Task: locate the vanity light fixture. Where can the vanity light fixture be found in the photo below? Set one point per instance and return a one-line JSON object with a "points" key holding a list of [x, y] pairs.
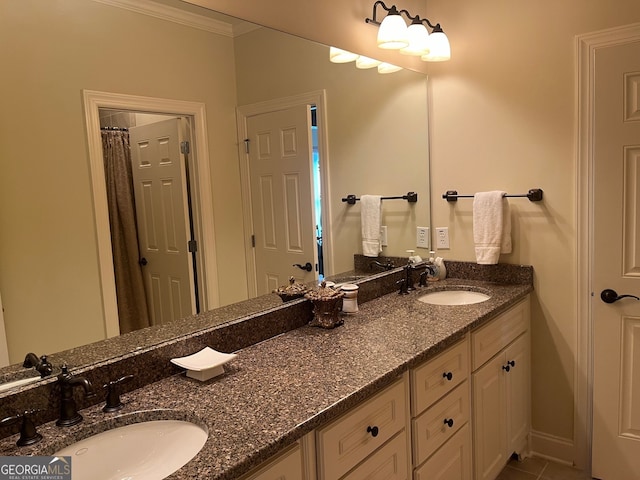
{"points": [[393, 33], [385, 67], [366, 62], [337, 55]]}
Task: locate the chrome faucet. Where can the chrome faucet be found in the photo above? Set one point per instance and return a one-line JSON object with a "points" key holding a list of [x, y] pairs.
{"points": [[41, 364], [68, 410]]}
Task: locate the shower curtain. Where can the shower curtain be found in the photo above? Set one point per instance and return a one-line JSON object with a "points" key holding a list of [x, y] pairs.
{"points": [[132, 304]]}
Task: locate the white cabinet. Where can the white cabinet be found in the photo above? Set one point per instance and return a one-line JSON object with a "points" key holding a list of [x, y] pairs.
{"points": [[356, 438], [287, 465], [500, 390], [451, 462], [440, 404]]}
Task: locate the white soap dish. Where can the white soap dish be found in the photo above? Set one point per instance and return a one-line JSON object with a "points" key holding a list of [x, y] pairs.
{"points": [[205, 364]]}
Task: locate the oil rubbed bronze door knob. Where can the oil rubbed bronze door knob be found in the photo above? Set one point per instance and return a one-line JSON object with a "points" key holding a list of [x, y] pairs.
{"points": [[307, 266], [610, 296]]}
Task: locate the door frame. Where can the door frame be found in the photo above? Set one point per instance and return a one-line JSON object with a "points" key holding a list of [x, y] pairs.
{"points": [[586, 47], [317, 98], [202, 195]]}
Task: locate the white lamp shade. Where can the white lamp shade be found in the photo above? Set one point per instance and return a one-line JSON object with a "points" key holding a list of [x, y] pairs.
{"points": [[418, 37], [337, 55], [439, 48], [388, 68], [392, 34], [366, 62]]}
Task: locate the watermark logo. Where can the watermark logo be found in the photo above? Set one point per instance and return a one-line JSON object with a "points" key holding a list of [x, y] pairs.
{"points": [[35, 468]]}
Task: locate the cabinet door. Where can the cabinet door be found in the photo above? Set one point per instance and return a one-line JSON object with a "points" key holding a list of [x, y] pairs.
{"points": [[437, 377], [451, 462], [518, 394], [351, 438], [489, 419], [388, 463], [435, 426], [286, 466]]}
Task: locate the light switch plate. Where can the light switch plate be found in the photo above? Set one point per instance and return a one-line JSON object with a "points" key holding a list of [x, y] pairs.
{"points": [[422, 237], [442, 237]]}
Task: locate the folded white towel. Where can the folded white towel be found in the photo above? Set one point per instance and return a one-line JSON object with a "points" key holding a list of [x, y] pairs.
{"points": [[491, 226], [371, 216]]}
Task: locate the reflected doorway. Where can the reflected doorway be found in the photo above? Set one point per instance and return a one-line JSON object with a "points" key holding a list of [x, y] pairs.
{"points": [[284, 151], [154, 245]]}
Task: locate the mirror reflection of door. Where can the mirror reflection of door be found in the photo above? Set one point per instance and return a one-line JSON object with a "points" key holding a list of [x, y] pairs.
{"points": [[280, 152], [151, 225]]}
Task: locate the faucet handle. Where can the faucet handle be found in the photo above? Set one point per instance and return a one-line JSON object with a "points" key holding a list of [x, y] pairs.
{"points": [[113, 402], [28, 432]]}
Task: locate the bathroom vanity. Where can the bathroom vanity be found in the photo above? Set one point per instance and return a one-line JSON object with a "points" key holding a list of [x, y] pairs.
{"points": [[402, 389]]}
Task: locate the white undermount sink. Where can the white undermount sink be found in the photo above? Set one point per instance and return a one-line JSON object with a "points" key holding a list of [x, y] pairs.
{"points": [[454, 297], [140, 451]]}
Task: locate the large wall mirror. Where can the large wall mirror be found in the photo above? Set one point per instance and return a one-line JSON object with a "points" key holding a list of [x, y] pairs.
{"points": [[376, 125]]}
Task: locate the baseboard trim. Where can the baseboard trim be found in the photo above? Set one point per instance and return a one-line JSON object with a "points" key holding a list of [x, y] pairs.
{"points": [[551, 447]]}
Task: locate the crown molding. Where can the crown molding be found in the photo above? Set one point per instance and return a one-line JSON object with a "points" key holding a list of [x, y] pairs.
{"points": [[172, 14]]}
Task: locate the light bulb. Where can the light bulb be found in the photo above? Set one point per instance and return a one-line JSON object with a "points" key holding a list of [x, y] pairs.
{"points": [[337, 55], [392, 34], [418, 40], [366, 62], [388, 68], [439, 48]]}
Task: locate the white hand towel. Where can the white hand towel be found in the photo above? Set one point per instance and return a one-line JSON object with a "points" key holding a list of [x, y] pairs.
{"points": [[491, 226], [371, 216]]}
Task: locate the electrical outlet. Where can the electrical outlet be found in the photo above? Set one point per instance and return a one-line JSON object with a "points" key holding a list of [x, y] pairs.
{"points": [[442, 237], [422, 237]]}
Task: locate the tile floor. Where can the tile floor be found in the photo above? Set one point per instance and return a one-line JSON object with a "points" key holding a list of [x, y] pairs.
{"points": [[536, 468]]}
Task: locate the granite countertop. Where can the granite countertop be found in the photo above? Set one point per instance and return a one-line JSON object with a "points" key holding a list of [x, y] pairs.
{"points": [[278, 390]]}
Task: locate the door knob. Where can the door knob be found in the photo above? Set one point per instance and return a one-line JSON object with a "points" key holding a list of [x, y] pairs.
{"points": [[307, 266], [610, 296]]}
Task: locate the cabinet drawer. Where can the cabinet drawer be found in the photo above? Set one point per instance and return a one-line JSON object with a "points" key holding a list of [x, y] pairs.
{"points": [[388, 463], [451, 462], [430, 430], [497, 334], [348, 440], [435, 378], [286, 466]]}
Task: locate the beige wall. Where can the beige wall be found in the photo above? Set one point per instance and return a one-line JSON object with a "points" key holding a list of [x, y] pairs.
{"points": [[377, 128], [502, 117], [52, 51]]}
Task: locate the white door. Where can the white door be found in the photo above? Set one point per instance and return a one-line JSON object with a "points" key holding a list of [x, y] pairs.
{"points": [[616, 264], [159, 177], [280, 174]]}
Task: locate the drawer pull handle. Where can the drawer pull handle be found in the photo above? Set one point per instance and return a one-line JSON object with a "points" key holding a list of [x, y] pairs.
{"points": [[507, 367]]}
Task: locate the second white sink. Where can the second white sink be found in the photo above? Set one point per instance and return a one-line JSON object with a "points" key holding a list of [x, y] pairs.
{"points": [[140, 451], [454, 297]]}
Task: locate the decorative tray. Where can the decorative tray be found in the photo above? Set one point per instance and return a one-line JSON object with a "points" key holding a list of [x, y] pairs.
{"points": [[205, 364]]}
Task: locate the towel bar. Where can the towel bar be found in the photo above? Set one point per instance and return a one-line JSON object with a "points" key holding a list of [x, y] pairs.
{"points": [[534, 195], [411, 197]]}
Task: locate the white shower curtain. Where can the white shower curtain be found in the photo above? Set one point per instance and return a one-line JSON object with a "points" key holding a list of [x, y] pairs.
{"points": [[132, 305]]}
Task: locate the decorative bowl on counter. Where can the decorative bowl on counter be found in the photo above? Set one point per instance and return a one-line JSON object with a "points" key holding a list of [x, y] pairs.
{"points": [[292, 291], [327, 304]]}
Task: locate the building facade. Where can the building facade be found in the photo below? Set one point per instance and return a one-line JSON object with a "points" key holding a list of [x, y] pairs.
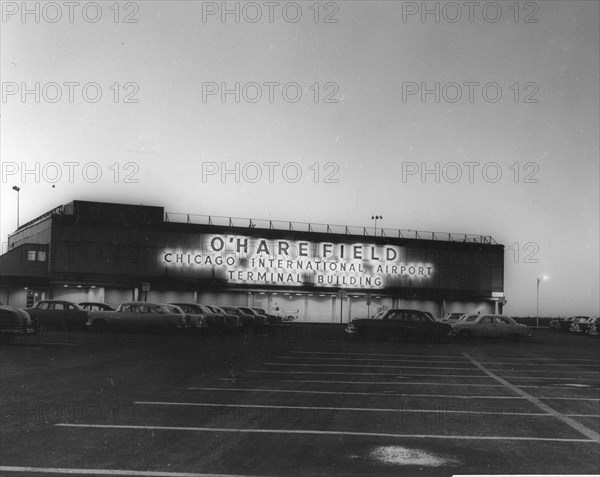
····················
#### [OBJECTIVE]
Reproduce all of the lines above verbatim, omitting the pictures.

#### [OUTPUT FOR THIS EXERCISE]
Task: locate the vanity light fixture. Where can the vanity light fixture be found in the photo below? Set one point per instance and return a one-line JSON object with a "points" key holding a list of [x, y] pairs.
{"points": [[393, 33], [385, 67], [366, 62], [337, 55]]}
Task: locate the chrome faucet. Where can the chrome faucet be found in the photo above? Set one point per instance and return a one-line JSON object with a "points" key holding a list of [x, y] pairs.
{"points": [[41, 364], [68, 410]]}
Task: locate the shower curtain. Where can the shower curtain be found in the photo above? Set one point per instance and return a one-line JSON object with a "points" key holding a list of [x, y] pairs.
{"points": [[132, 304]]}
Task: locate the white cabinet. Where can the white cabinet be found in the photo above? Set one point per instance and return a one-line JSON object with a "points" key holding a list of [x, y] pairs.
{"points": [[356, 438], [287, 465], [500, 390], [451, 462], [440, 404]]}
Task: locate the white soap dish. Where can the white soap dish be found in the photo above? Set one point per instance and return a one-line JSON object with a "points" key holding a list of [x, y] pairs.
{"points": [[205, 364]]}
Task: locate the oil rubbed bronze door knob. Where can the oil rubbed bronze door knob be found in the photo above? Set one point per instance and return a one-line JSON object with a "points" key holding a list of [x, y] pairs.
{"points": [[307, 266], [610, 296]]}
Task: locate the door frame. Where can the door frame be found in the photo above? Set one point per instance and return a one-line JSON object with a "points" key holding a list of [x, y] pairs.
{"points": [[586, 47], [317, 98], [202, 195]]}
Task: locate the white lamp shade. Where can the white lamp shade be found in the photo above? Set one point per instance and return a one-line JSON object with a "points" key holding a list of [x, y] pairs.
{"points": [[418, 37], [337, 55], [439, 48], [388, 68], [392, 34], [366, 62]]}
Task: locate the watermark logo. Where can the watermark logo be found in the photo above? Set one point per instance and return a one-line JSON object with a "points" key holding a list of [x, y] pairs.
{"points": [[35, 468]]}
Task: locate the cabinet door. Where can the cabinet door be found in the photo above? Set one point per instance and return a one-line JSON object with a "points" key holding a list of [x, y] pairs.
{"points": [[437, 377], [451, 462], [518, 394], [351, 438], [489, 419], [388, 463], [435, 426], [286, 466]]}
Task: locate the light switch plate. Where can the light switch plate be found in the photo above? Set one point per instance and return a one-line JSON object with a "points" key holding a list of [x, y] pairs.
{"points": [[422, 237], [442, 237]]}
Task: locate the folded white towel. Where can the folded white towel be found in the photo above? Set one point per instance and return a one-line JSON object with a "points" key holding a list of [x, y] pairs.
{"points": [[491, 226], [371, 216]]}
Task: locate the reflected doorway. Where can the reflected doorway be found in the photo above? Set one point per instance and return a one-line JSON object with a "points" key holding a list of [x, y] pairs.
{"points": [[284, 151], [154, 245]]}
Task: locate the mirror reflection of door. Where can the mirror reflection of door be found in the photo above? Set one point per instance and return a one-line JSON object with a "points" key holding a list of [x, y] pairs.
{"points": [[280, 152], [151, 225]]}
Task: locate the faucet handle. Where can the faucet handle be found in the photo above? Set one point per instance and return a one-line JSON object with a "points" key holding a list of [x, y] pairs.
{"points": [[113, 402], [28, 432]]}
Task: locate the bathroom vanity. Where can the bathroom vanity be found in the photo above? Set one point per instance and return a one-line JSON object with a "points" key holding a list of [x, y] pairs.
{"points": [[402, 389]]}
Task: locate the white undermount sink. Where can the white undermount sink be found in the photo above? Set one point per instance and return a one-line JSON object with a "points" key holding a list of [x, y] pairs.
{"points": [[454, 297], [140, 451]]}
Task: locate the large wall mirror. Where can the large wall mirror be found in the photo above? Set one point per instance and return a one-line JSON object with a "points" key holding a list of [x, y] pairs.
{"points": [[376, 125]]}
Task: locate the baseboard trim. Where can the baseboard trim be found in the photo above? Set one point per instance and return a one-line JSON object with a "points" key holding a list of [x, y] pairs.
{"points": [[551, 447]]}
Task: locate the crown molding. Where can the crown molding be found in the photo above? Set one point per instance and return a one-line JSON object with a "points" key holding a list of [x, y] pairs.
{"points": [[172, 14]]}
Task: locate the light bulb. Where can the light bulb be found in the photo above? Set one point per instance and return a one-line JSON object with a "points" key holding a list of [x, y] pairs.
{"points": [[337, 55], [392, 34], [418, 40], [366, 62], [388, 68], [439, 48]]}
Task: locate the white hand towel. Where can the white hand towel be found in the photo above? Set one point per instance and return a one-line JSON object with a "points" key holding a list of [x, y] pairs.
{"points": [[491, 226], [371, 216]]}
Task: locate the electrical outlet. Where can the electrical outlet be found in the photo above? Set one point per instance and return a one-line JSON object with a "points" key holding a list of [x, y] pairs.
{"points": [[442, 237], [422, 237]]}
Task: locate the tile floor. Where can the tile floor be found in the photo above? Set one point per instance and return a one-line JSON object with a "points" key holding a list of [x, y] pairs.
{"points": [[536, 468]]}
Task: locate the granite countertop. Where can the granite countertop be found in the photo above? Set one point per instance and return a one-line JSON object with a "points" key holding a list of [x, y] pairs.
{"points": [[278, 390]]}
Task: locate the door knob. Where can the door knob be found in the photo above? Set one point per instance and return a one-line JSON object with a "points" key holding a list of [x, y] pairs.
{"points": [[307, 266], [610, 296]]}
Task: locate the cabinet drawer. Where can the cabinet drawer be found in the photo above? Set one point per instance and return a one-line JSON object with a "points" key holding a list of [x, y] pairs.
{"points": [[388, 463], [451, 462], [430, 430], [497, 334], [348, 440], [435, 378], [286, 466]]}
Task: locate the beige wall. Where can the beige wall be found in the photo above? Set one point per instance and return a one-line JSON object with a "points" key holding a list of [x, y] pairs.
{"points": [[377, 128], [502, 117], [52, 51]]}
Task: locate the white door. Where can the white door be found in the photo above? Set one point per instance and return a one-line JSON object with a "points" key holding a list of [x, y] pairs.
{"points": [[616, 264], [159, 177], [280, 174]]}
Task: locate the drawer pull handle. Where can the drawer pull handle be found in the photo above? Set one point per instance and return a one-line JSON object with a "points" key holding a list of [x, y] pairs.
{"points": [[507, 367]]}
Task: locate the second white sink. Where can the second white sink be found in the photo above? Set one point per instance and return a one-line JSON object with a "points" key holding a list of [x, y] pairs.
{"points": [[140, 451], [454, 297]]}
Task: locate the decorative tray. Where can the decorative tray be found in the photo above? Set one point per instance and return a one-line JSON object with a "points" key holding a list of [x, y] pairs.
{"points": [[205, 364]]}
Task: locate the towel bar. Where can the towel bar be found in the photo above? Set one point per instance and return a one-line JSON object with a "points" key holding a list of [x, y] pairs.
{"points": [[534, 195], [411, 197]]}
Task: locate the white shower curtain. Where can the white shower curtain be found in the photo above? Set one point per instance and return a one-line JSON object with a "points" key holding a list of [x, y] pairs.
{"points": [[132, 305]]}
Task: locate the decorative bowl on counter. Where can the decorative bowl on counter be found in the photo above? Set one point per instance and return a one-line JSON object with a "points" key holding a list of [x, y] pairs.
{"points": [[292, 291], [327, 304]]}
Task: locate the building facade. Where can the building facade be found in the photo below? Set one point per instance and return a one-line JSON object with a "points" key holding a list of [x, y] pairs.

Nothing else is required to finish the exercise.